• [SET TASK] Please duplicate the part of the data center article below starting at "Herding Cattle in" and ending at "ready to go.".

• [SUPPLIED PASSAGE]
— START —
Herding Cattle in your Data Center?

In most of our on-premise data centers, compute is traditionally realized by running a few large virtualization clusters (e.g. VMware, Nutanix), backed by one or more shared (file+block) storage solutions and a solid network. Just add power, climate control and security, and your data center is basically ready to go.

However, compute is on the move. Where virtual servers were the only/major type of workload, nowadays we also need to support hosting for Docker containers, serverless/functions, event driven solutions, webAssembly, etc… Meanwhile we learned that running containerized applications is better on smaller clusters than on one single cluster: the Pets versus Cattle paradigm.

Pets versus Cattle

For those who are not familiar with this concept, here is a short explanation. Once we ran servers for multiple years. We updated them periodically and applied changes when new applications/functionally was added to the server. We gave them cute names, noticed some ECC memory warning in the syslog of a server and remembered that we already saw the same error on this server about two months ago. After 5+ years the server got replaced and with tears in our eyes we removed the obsolete server from the rack and moved it to the museum rack. We handled those servers like pets, with all our love and care.

A few years ago we started containerizing, and started orchestrating these workloads in clusters like Docker Swarm or Kubernetes. Containers were recreated faster and faster, from months to days to minutes. Although containers still have host names and IP addresses, we don’t care about it. Containers are handled like cattle. Hosting became more application-centric, sysadmins moved from managing servers to managing clusters and related tools. The clusters became the new pets.

Clusters as cattle

While the number of containers increased rapidly, clusters grew exponentially and became more difficult to maintain. Thanks to DevOps we learned that it is easier to have multiple, smaller clusters: each team or application (group) gets its own cluster, so cluster maintenance could be delegated to the owning teams and aligned with the application release cycles. Also, when a cluster fails, only a limited set of functionality is lost, while other clusters/apps remain available. Cluster deployments become automated and available on-demand via API-call, web form and/or Infrastructure-as-Code. Our clusters now become cattle.
— END —
Records from a collection:
— START —
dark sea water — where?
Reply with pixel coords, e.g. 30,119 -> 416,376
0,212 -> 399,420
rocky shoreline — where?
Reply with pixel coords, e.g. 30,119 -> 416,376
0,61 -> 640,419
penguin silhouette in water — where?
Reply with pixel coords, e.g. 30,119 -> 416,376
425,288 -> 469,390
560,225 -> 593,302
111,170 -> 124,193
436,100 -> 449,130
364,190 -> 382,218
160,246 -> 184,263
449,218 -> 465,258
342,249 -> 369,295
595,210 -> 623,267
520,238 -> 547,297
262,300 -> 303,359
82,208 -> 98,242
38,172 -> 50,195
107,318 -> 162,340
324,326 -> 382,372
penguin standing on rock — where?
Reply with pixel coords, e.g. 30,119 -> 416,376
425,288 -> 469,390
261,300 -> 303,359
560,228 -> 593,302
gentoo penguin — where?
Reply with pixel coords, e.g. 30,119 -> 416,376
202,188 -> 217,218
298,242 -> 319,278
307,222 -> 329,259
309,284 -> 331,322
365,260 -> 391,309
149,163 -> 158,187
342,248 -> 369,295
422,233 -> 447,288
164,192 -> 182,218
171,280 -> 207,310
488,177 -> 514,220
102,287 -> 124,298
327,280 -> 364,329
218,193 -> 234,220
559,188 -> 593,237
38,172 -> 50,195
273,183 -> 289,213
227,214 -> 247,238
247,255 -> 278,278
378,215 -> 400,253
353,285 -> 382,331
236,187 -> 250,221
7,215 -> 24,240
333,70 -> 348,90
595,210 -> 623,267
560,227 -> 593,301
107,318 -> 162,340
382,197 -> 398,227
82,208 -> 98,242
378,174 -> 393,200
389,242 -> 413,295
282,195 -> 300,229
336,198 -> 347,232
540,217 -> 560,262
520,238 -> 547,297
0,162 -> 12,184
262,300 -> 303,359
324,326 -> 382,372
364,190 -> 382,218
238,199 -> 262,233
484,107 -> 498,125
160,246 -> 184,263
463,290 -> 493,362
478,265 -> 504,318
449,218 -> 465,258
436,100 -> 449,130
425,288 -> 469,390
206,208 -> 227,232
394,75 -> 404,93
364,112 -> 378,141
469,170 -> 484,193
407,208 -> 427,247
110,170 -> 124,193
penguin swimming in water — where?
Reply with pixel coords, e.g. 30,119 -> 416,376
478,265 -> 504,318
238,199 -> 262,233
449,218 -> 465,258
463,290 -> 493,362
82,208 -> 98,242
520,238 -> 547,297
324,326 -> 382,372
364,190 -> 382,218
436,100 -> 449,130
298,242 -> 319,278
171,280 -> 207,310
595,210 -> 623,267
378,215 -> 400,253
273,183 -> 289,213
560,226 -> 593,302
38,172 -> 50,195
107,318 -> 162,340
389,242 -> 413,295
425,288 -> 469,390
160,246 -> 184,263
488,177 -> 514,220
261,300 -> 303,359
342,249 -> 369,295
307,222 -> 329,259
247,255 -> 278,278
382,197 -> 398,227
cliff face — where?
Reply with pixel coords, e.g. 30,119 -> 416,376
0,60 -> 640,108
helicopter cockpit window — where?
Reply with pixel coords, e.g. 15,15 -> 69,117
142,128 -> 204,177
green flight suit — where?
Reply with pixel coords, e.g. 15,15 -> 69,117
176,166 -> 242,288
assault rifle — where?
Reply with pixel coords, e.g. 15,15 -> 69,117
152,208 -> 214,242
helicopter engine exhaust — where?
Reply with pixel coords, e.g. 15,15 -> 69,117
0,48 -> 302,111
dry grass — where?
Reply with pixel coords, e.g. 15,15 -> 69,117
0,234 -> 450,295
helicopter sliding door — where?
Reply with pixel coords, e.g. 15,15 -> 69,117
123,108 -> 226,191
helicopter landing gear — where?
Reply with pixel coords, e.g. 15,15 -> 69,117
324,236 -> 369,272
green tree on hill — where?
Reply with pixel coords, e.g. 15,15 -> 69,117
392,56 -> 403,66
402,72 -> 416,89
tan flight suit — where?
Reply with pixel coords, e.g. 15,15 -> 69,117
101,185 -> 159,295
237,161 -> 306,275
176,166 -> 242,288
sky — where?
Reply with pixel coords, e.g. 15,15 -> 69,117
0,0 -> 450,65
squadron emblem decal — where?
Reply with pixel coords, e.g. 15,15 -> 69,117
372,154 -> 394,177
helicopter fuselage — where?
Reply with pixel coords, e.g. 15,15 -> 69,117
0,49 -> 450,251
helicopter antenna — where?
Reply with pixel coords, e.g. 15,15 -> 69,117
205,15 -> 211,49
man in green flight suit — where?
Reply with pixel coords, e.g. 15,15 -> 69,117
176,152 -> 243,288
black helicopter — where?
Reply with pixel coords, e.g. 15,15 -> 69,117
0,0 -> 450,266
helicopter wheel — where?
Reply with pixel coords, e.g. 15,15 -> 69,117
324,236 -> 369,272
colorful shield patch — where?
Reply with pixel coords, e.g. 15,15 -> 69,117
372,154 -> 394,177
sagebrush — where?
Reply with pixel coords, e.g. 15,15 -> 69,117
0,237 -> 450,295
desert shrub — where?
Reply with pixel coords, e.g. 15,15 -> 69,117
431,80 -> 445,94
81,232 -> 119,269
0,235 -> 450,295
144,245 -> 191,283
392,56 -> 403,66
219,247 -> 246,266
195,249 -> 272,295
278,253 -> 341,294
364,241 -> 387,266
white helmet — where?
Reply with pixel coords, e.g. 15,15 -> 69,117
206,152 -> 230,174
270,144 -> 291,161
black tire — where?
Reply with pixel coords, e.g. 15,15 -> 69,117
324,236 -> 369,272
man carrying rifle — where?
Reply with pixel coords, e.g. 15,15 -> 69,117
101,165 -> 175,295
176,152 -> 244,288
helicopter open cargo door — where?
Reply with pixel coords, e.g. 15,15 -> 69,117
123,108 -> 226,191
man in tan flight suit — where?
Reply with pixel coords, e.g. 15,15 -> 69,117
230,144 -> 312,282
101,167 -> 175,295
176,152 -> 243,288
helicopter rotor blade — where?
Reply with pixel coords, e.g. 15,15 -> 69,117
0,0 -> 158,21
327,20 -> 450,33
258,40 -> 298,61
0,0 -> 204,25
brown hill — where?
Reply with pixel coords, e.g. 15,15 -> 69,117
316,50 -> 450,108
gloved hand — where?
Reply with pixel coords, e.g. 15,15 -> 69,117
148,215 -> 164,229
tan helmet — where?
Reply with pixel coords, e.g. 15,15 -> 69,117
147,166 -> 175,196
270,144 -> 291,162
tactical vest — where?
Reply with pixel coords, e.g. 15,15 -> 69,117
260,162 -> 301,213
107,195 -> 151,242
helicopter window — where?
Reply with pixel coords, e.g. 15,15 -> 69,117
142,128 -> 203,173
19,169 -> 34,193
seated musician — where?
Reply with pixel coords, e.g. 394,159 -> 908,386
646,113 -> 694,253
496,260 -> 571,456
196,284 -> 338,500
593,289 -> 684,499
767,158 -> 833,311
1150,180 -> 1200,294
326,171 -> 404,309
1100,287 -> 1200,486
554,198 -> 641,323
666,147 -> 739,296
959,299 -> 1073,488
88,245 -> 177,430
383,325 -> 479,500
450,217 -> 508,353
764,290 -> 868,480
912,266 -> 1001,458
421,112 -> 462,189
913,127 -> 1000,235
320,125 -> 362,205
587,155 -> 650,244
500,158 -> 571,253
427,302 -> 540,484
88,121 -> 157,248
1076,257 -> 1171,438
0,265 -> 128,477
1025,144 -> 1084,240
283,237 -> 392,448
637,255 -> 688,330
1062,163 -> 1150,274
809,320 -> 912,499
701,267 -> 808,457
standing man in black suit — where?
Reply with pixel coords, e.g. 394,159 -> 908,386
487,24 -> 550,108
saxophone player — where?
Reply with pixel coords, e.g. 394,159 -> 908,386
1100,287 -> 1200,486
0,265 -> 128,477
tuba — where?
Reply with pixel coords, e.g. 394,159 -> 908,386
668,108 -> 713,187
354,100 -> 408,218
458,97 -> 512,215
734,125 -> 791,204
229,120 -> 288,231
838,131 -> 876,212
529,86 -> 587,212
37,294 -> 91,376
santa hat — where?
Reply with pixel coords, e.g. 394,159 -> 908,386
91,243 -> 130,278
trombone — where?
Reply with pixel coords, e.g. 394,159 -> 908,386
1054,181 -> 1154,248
— END —
• [SOLUTION TO THIS PROBLEM]
Herding Cattle in your Data Center?

In most of our on-premise data centers, compute is traditionally realized by running a few large virtualization clusters (e.g. VMware, Nutanix), backed by one or more shared (file+block) storage solutions and a solid network. Just add power, climate control and security, and your data center is basically ready to go.